### OBJECTIVE
Begin at the line that contains "I need to find the mirrored drawer." and repeat every line from there to the end of the records below, inclusive, without adding any other line.

### GIVEN DATA

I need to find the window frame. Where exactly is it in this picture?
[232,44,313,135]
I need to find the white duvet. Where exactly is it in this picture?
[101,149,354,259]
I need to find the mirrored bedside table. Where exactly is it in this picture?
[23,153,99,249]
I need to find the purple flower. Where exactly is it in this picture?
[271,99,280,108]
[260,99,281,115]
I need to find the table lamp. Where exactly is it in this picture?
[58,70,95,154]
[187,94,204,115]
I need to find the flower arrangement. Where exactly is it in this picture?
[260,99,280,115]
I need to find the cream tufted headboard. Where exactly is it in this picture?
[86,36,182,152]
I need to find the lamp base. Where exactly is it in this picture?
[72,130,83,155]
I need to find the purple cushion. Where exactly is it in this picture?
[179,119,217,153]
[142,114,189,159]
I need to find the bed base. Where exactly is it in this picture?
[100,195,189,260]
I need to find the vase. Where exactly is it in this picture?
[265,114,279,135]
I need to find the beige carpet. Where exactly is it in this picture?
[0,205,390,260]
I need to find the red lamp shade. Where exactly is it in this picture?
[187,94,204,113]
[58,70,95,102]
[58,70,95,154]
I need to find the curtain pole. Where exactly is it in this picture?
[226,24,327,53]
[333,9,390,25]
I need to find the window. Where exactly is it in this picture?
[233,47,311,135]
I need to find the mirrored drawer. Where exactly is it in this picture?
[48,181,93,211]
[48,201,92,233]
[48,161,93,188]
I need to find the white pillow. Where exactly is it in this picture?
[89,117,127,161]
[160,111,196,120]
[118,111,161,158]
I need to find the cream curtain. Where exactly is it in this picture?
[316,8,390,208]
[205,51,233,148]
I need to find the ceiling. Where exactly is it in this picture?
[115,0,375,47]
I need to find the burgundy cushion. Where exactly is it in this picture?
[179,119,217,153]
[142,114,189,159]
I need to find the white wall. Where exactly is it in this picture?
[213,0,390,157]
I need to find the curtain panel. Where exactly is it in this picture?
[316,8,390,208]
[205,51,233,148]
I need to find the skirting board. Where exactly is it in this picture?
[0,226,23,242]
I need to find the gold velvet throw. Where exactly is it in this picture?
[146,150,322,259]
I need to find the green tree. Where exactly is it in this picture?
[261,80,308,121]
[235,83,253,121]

### RESULT OF THIS TASK
I need to find the mirrored drawer. Where exactly is it in this picture?
[48,181,93,211]
[48,201,92,233]
[48,161,93,188]
I need to find the white pillow. Where exactly is it in this picture?
[89,117,127,161]
[160,111,196,120]
[118,111,161,158]
I need to find the cream curtain. Where exactly is it in this picture?
[316,8,390,208]
[205,51,233,148]
I need to find the ceiling. Where exactly is it in this picture?
[115,0,375,47]
I need to find the burgundy cushion. Where exactly is it in this picture?
[179,119,217,153]
[142,114,189,159]
I need to find the white wall. Where exactly is it in this picture?
[213,0,390,157]
I need to find the curtain panel. Where exactly is it in this picture?
[316,8,390,208]
[205,51,233,148]
I need to find the skirting board. Where exactly is it in this picture?
[0,226,23,242]
I need to find the gold velvet throw. Where exactly is it in this picture?
[146,150,322,259]
I need to find the green tree. Where exactly is it in this picture?
[261,80,308,121]
[235,83,253,121]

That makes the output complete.